| STATED EXERCISE |
Convert the stretch from the line containing "Check that each instance of the lion cub's nose" through the end of the records into a numbered list, leaving out any blank lines. Include only that stretch.

| PROVIDED DATA |
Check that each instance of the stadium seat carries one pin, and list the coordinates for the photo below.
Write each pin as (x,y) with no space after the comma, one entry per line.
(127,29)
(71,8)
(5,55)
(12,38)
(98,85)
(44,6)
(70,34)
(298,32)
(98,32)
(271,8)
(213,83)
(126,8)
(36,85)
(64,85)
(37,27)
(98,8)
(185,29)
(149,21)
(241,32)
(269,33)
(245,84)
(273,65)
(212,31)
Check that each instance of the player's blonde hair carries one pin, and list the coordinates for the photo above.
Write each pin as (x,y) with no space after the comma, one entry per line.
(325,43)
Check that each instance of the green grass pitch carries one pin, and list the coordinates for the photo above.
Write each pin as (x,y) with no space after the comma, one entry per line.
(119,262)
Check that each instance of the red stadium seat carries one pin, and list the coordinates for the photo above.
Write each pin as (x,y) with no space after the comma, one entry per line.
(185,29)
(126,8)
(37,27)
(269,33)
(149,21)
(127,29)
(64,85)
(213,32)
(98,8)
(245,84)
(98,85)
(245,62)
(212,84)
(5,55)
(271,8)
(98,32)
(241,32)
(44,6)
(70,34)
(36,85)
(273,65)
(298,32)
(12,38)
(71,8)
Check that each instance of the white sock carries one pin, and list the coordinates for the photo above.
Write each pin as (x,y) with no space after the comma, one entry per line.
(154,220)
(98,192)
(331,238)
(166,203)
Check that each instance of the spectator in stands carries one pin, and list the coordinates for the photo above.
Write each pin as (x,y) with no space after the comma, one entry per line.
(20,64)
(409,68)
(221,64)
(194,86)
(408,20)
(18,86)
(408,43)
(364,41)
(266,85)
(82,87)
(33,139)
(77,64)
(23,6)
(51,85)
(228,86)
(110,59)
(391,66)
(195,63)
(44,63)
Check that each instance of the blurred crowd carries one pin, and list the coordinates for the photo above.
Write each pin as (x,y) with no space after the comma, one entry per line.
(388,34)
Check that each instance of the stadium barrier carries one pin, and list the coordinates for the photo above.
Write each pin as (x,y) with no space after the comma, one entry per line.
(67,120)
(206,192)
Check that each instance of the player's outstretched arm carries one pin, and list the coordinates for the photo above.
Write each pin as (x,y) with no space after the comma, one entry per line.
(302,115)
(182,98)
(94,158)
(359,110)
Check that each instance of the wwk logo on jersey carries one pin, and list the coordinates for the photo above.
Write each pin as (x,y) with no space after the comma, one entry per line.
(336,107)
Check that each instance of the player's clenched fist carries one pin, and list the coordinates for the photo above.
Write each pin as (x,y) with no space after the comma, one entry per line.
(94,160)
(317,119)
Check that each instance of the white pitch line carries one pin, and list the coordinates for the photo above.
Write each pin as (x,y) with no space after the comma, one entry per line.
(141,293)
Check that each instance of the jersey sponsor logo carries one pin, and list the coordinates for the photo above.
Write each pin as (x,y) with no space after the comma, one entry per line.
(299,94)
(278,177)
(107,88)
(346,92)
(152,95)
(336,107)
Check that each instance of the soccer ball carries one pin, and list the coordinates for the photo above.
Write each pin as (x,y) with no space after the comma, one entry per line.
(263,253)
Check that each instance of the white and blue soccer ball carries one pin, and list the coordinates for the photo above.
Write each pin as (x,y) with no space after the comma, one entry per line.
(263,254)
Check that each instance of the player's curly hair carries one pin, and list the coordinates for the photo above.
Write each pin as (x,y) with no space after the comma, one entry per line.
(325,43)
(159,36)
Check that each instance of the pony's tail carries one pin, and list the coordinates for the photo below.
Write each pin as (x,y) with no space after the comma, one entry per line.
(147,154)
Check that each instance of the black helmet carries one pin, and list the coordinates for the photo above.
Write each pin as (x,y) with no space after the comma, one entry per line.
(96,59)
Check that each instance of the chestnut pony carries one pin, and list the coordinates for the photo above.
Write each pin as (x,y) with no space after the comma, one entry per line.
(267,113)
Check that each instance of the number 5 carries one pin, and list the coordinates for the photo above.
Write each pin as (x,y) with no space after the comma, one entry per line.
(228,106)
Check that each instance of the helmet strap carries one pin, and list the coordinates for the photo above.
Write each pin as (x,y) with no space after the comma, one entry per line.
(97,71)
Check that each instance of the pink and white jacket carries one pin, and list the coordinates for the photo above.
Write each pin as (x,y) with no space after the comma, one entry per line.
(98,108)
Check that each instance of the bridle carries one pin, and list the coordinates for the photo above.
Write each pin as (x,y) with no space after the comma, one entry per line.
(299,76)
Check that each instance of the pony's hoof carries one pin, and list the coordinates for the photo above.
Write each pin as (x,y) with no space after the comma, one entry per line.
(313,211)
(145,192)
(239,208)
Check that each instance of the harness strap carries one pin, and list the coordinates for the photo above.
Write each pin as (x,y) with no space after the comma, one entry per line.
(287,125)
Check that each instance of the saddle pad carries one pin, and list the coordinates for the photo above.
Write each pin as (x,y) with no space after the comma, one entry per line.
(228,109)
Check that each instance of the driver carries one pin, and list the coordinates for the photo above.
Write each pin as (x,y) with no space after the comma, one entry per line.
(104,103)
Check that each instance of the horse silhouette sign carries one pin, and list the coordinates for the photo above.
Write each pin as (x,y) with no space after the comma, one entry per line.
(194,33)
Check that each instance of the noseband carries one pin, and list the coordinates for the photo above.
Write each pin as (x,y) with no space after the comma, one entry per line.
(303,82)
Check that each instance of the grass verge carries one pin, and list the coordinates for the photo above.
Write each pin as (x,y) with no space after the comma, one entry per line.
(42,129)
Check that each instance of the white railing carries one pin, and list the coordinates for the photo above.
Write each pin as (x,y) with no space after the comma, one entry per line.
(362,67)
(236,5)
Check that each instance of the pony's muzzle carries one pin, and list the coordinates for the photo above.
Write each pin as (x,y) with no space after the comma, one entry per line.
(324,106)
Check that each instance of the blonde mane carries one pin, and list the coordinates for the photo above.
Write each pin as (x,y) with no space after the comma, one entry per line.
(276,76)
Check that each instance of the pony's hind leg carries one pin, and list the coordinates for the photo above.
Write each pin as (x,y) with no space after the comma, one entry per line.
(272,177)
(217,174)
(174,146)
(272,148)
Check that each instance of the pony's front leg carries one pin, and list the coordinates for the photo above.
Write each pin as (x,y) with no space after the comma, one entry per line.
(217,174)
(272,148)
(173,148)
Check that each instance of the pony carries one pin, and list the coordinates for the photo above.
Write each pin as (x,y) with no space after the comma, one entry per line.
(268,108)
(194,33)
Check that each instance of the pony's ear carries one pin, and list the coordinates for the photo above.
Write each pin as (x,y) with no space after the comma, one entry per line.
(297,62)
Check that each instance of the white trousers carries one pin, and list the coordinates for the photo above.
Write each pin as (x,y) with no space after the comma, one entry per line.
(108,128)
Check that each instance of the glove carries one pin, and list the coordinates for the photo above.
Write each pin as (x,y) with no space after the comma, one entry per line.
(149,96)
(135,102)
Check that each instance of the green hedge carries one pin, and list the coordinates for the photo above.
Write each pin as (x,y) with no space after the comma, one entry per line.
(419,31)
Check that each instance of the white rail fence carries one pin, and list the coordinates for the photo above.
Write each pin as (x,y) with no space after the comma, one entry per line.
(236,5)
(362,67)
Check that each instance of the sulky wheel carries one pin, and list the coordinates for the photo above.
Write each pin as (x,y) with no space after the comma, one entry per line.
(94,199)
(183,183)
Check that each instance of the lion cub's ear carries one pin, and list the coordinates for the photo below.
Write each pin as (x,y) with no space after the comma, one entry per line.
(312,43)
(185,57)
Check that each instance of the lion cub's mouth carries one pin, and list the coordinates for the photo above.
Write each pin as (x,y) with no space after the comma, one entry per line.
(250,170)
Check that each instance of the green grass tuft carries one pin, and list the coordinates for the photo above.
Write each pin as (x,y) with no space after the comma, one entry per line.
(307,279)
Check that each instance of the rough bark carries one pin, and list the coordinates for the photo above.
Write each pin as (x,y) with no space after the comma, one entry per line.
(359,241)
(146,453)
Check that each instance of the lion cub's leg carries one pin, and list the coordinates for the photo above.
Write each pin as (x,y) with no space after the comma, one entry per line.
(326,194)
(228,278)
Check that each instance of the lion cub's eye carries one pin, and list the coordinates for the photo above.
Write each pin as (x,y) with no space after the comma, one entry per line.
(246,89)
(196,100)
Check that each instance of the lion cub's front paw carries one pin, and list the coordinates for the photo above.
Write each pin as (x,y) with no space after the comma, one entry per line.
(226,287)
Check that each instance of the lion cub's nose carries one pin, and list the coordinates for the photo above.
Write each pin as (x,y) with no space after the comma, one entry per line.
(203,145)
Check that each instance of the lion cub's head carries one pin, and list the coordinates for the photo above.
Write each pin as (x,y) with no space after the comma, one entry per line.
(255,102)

| EXERCISE RESPONSE |
1. Check that each instance of the lion cub's nose carries one pin, and list the coordinates for the photo above.
2. Write each pin as (x,y) with no space after the comma, one entry per line.
3. (203,145)
4. Check that each instance of the lion cub's head carries one pin, and list the coordinates for the photo above.
5. Write each pin as (x,y) with no space after the comma, one entry per line.
6. (255,102)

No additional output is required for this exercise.